TEXT EXCERPT:
____

Practice Areas

Estate Planning

Hull & Chandler, P.A., helps clients protect their assents and plan for the future.

Asset protection strategies and protecting your estate from probate courts upon your death is one of the most important things you can do for your spouse and children. Putting your financial estate in order through solid estate and asset planning is essential for your family and will avoid the necessity of sorting through probate issues upon your death. At Hull & Chandler, P.A., we will thoroughly review your asset protection goals and create an estate plan based on your needs.

Our attorneys have years of experience in broad areas of estate planning, probate and asset management law. We have the tools and resources available to help you with a simple will, or to serve as administrator for a complex estate. Contact Hull & Chandler, P.A., today at 704-375-8488 for answers to any questions you may have about estate planning.


Charitable Trusts and Foundations

A charitable trust is a trust where one or more charities act as the beneficiaries. The assets are held and managed by the charity for a specified period of time, with some or all interest produced returning to the charity. This distribution can be a permanently specified amount each year, or an amount calculated annually based on a percentage of the trust’s value in the given year.

Charitable trusts come in two types:

  • Remainder Trust: Under a remainder trust, the grantor sets aside assets which then pay income to non-charitable beneficiaries every year, usually the grantor or a family member. This can be for any period of time – either a few years, or well after the donor’s death. When the trust expires, the remaining value of the trust passes to the charity as a charitable estate tax deduction, as well as any interest or profits that might have been generated.
  • Lead Trust: Charitable lead trusts function by paying income to a charity on an annual basis. Rather than giving control of a set of properties over to a charity, the donor retains control. The grantor of the trust sets aside assets which then pay income to the charitable beneficiaries every year. Upon the expiration of the trust, rather than the charity gaining control of the donation, it reverts back to a party of the donor’s choosing, usually their heirs or beneficiaries. The grantor is able to receive a charitable income tax deduction every year that the trust is operational.

Charitable trusts are a win-win for both charities and donors. The charities receive the crucial funding they need to continue operating, while the donors can access otherwise unavailable tax breaks.


Estate Administration & Probate

Hull & Chandler, P.A., understands how difficult it is when a loved one passes away. Our goal is not only to provide you with our experience in handling probate and estate administration matters, but also compassion and the relief of knowing your matters are in good hands.

Probate is the legal process of administering the estate of a person after death by resolving all claims and distributing the deceased person’s property and assets upon completion. The probate process varies from state to state and can be complicated in North Carolina. As such, it is our goal to simplify the process and ensure that the deceased person’s wishes are carried out properly, guide the administrator or executor properly and ensure all deadlines set by the state throughout the course of the administration of the estate are met.

____

EXTRACTED DATA:

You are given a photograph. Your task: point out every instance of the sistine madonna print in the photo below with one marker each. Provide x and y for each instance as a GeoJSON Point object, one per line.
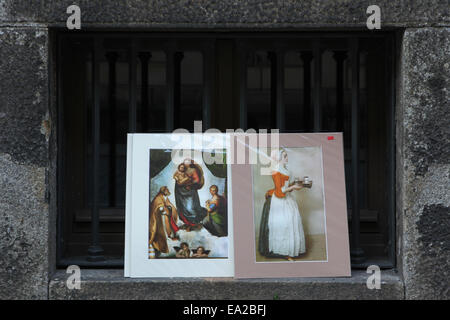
{"type": "Point", "coordinates": [188, 210]}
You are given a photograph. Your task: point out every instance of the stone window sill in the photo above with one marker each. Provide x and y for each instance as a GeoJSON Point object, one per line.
{"type": "Point", "coordinates": [110, 284]}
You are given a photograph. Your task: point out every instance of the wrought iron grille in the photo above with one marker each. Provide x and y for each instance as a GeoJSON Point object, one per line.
{"type": "Point", "coordinates": [113, 83]}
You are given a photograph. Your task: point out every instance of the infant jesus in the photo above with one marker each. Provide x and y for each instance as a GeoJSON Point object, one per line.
{"type": "Point", "coordinates": [181, 176]}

____

WHAT TO DO:
(A) Decide whether each statement agrees with the practice areas page, answering yes or no and quoting the words from the page that settle it. (i) The probate process differs from one state to another. (ii) When a charitable lead trust expires, the charity gains control of the donation. (iii) The page describes three types of charitable trusts.
(B) Write out the records word for word, starting at the line that contains "of the infant" and ending at the end of the records.
The records are unrelated to the practice areas page.

OUTPUTS IN ORDER:
(A)
(i) Yes: "The probate process varies from state to state and can be complicated in North Carolina."
(ii) No: "Upon the expiration of the trust, rather than the charity gaining control of the donation, it reverts back to a party of the donor’s choosing, usually their heirs or beneficiaries."
(iii) No: "Charitable trusts come in two types:"

(B)
You are given a photograph. Your task: point out every instance of the infant jesus in the photo above with one marker each. Provide x and y for each instance as a GeoJSON Point object, one per line.
{"type": "Point", "coordinates": [181, 176]}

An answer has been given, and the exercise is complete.